Requirement:
Reproduce all of the rows below word for word.

Object location annotation data
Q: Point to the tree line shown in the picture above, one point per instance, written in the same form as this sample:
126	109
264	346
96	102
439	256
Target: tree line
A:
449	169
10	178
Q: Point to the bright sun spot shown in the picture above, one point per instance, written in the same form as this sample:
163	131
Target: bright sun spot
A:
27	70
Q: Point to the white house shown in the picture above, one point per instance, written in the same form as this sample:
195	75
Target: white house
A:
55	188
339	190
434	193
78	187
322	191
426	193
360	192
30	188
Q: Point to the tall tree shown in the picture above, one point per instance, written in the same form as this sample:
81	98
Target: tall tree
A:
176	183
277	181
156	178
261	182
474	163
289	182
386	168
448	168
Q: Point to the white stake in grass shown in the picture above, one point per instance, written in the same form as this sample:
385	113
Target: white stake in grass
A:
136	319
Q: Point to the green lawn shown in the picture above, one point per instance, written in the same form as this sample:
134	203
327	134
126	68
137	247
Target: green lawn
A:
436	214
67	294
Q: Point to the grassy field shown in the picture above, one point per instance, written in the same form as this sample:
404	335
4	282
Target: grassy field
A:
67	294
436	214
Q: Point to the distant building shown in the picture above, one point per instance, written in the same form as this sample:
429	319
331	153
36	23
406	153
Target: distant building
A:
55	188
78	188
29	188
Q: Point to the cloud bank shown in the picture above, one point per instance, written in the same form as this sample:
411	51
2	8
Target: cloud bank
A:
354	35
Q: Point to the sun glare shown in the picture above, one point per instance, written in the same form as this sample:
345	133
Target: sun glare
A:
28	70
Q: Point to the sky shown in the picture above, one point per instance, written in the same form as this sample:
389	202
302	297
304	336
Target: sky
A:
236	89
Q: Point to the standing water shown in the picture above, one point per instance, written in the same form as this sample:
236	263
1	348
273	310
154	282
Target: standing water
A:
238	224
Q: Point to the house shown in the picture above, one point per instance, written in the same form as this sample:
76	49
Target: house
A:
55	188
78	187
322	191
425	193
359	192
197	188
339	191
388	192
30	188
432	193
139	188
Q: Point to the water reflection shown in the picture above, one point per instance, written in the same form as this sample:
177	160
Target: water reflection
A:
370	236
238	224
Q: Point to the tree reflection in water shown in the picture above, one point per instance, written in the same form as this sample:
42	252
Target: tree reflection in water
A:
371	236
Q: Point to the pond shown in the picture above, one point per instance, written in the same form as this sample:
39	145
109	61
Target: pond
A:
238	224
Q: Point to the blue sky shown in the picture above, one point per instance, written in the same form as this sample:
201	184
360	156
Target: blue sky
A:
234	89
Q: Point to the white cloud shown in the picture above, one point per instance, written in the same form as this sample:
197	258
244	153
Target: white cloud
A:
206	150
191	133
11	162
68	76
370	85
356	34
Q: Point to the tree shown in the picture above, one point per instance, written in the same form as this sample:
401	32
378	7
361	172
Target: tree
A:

The result:
Q: Point to the tree line shown in the picture above, one point per instance, written in the same form as this sample:
126	109
264	346
96	102
439	256
Target: tree line
A:
449	169
10	178
Q: Point to the bright sun spot shown in the picture above, one point per instance, written in the same form as this sample:
163	131
Target: bright sun spot
A:
27	70
Q: Point to the white house shown in the picture above, one point per instance, written in the same form as this sample:
195	75
Target: white house
A:
55	188
339	190
434	193
78	187
322	191
426	193
360	192
30	188
Q: Point to the tall tree shown in the picture above, one point per instance, written in the same form as this sample:
81	98
Target: tall tree
A:
176	183
277	181
156	178
261	182
474	163
289	182
386	168
448	168
Q: Point to the white stake in grass shown in the picture above, one point per instance, written in the same form as this sample:
385	113
Target: white stake in grass
A:
136	319
Q: Point to the green lawn shown in the picture above, one point per instance, written in the same form as this sample:
134	203
327	134
126	68
137	247
Target: green lawn
A:
436	214
67	294
Q: Point to the grassy field shown in the picture above, one point per instance, written in the same form as this sample:
404	335
4	282
Target: grassy field
A:
67	294
436	214
Q: Point to the distant building shown in the picture above, one point per instance, written in the same form as this sample:
429	319
331	153
36	23
406	153
Target: distant building
A:
55	188
78	188
29	188
Q: Point to the cloud bank shown in the picture above, one point per instance, written in the same form as this sample:
411	51
2	8
Target: cloud bank
A:
354	35
Q: Point to the sun glare shown in the picture above, one point per instance, written in the same form as this sample:
345	133
Target: sun glare
A:
28	70
Q: Point to the sky shown in the picture above, one point per instance, written in the same form as this sample:
389	202
302	297
304	336
Target: sky
A:
236	89
Q: Point to the standing water shown in the picture above, one point per instance, written in the same form as this sample:
236	263
1	348
273	310
154	282
Target: standing water
A:
238	224
Q: Point to the house shown in the picture above, one point per instance, written in the same form as this sample:
76	49
Target: house
A:
55	188
78	187
322	191
425	193
359	192
197	188
339	191
388	192
30	188
432	193
139	188
Q: Point to the water reflection shown in the picture above, one point per instance, written in the same form as this sample:
177	160
Target: water reflection
A:
370	236
238	224
Q: Point to the tree reflection in water shown in the picture above, one point per instance, written in the same form as this sample:
42	252
Target: tree reflection in water
A:
371	236
Q: Point to the pond shown in the picture above, one point per instance, written in the same form as this sample:
39	145
109	61
Target: pond
A:
238	224
Q: Point to the blue sky shown in the picture above, one point per instance, written in the same form as this sample:
201	184
360	156
Target: blue sky
A:
234	89
Q: Point to the white cloud shown in the picture above, one point per instance, written in the same form as this sample:
197	258
244	153
Target: white cloud
A:
206	150
191	133
11	162
68	76
370	85
356	34
Q: Point to the tree shown in the picture above, one point per instance, written in the same form as this sample:
401	32
378	7
361	172
Target: tree
A:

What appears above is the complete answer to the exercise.